## Страница:

Летний отдых в Сухуми
Летний отдых в Сухуми
Я уже рассказывал про моего деда с отцовской стороны — Дмитрия Иосифивича Гулиа и мою бабушку Елену Андреевну. Они жили в Абхазии в городе Сухуми. Дом деда был в самом центре города на улице Берия, возле дома Правительства. В этом доме жила еще моя тетя — сестра отца — Татьяна Дмитриевна (Татуся) и ее сын Дима (чуть младше меня возрастом). В детстве в этом же доме жили мой отец Владимир Дмитриевич и дядя Георгий Дмитриевич, пока не уехали учиться в Тбилиси в Закавказский институт путей сообщения. Туда же поступила учиться моя мама. В этом институте познакомились мои отец и мать, которые, будучи еще студентами, поженились. Жить стали в нашей квартире, о которой я уже рассказывал.

[Записи с указанием на названные объекты]
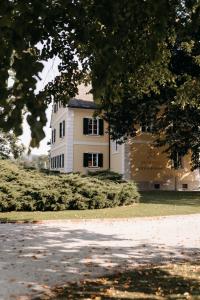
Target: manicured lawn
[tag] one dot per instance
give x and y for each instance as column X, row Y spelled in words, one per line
column 174, row 281
column 151, row 204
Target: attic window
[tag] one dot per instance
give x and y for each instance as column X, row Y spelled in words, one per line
column 184, row 186
column 157, row 186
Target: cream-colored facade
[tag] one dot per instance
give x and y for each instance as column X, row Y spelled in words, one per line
column 75, row 149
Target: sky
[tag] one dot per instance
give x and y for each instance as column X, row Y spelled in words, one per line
column 49, row 72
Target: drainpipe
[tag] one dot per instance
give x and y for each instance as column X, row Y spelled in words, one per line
column 109, row 158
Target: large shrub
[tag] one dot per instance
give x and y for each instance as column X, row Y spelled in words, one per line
column 30, row 190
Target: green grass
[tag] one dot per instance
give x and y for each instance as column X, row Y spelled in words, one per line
column 151, row 204
column 173, row 281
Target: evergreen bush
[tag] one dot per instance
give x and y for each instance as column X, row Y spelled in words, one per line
column 31, row 190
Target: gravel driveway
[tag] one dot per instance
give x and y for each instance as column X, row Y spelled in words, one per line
column 36, row 257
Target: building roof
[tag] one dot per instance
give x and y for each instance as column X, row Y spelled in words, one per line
column 78, row 103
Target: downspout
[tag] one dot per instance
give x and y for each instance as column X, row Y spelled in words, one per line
column 109, row 158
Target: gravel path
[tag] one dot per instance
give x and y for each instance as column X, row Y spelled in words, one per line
column 36, row 257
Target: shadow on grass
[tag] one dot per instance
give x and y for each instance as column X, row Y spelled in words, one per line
column 142, row 283
column 171, row 197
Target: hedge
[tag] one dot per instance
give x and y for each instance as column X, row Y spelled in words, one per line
column 32, row 190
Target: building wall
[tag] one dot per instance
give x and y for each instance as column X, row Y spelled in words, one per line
column 117, row 158
column 59, row 147
column 150, row 166
column 87, row 143
column 78, row 152
column 75, row 143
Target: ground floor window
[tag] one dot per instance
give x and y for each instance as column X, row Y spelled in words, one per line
column 57, row 162
column 93, row 160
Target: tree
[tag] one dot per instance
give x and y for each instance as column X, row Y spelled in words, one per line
column 122, row 47
column 10, row 146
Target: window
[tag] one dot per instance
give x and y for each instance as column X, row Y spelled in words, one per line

## Упражнение A:
Изложите текст о Сухуми в двух предложениях.
## Упражнение B:
Перечислите всех, кто, согласно тексту о Сухуми, жил в доме деда, не считая самих деда и бабушки.
## Упражнение C:
Продолжите текст о Сухуми, начав сразу после его последнего предложения.

## Письменный ответ A:
Дед рассказчика по отцу Дмитрий Гулиа и бабушка Елена Андреевна жили в центре Сухуми, возле дома Правительства, вместе с тетей Татьяной Дмитриевной и ее сыном Димой, а в детстве в этом доме жили также отец и дядя рассказчика. Отец и дядя уехали учиться в Закавказский институт путей сообщения в Тбилиси, где отец познакомился с матерью рассказчика, и они поженились еще студентами.

## Письменный ответ B:
Татьяна Дмитриевна (Татуся), ее сын Дима, Владимир Дмитриевич, Георгий Дмитриевич.

## Письменный ответ C:
Дядя, окончив ВУЗ, вернулся в Абхазию, очень быстро стал Наркомом (министром) культуры Абхазии. Наркомов на войну не брали, и чаша сия его минула. Могла бы миновать она и отца. Его, еще молодого и талантливого инженера, приглашали возглавить строительство стратегического моста через реку Или в Средней Азии. Он загорелся этой перспективной работой, но мама отказалась ехать в «глушь», и отец с сожалением остался. Между прочим, эта работа давала и бронь от армии — объект был стратегическим, но маму не убедило и это. А вскоре, в начале 1940 года отца взяли в армию и направили во Львов, который только что «освободили» и присоединили к СССР наши войска.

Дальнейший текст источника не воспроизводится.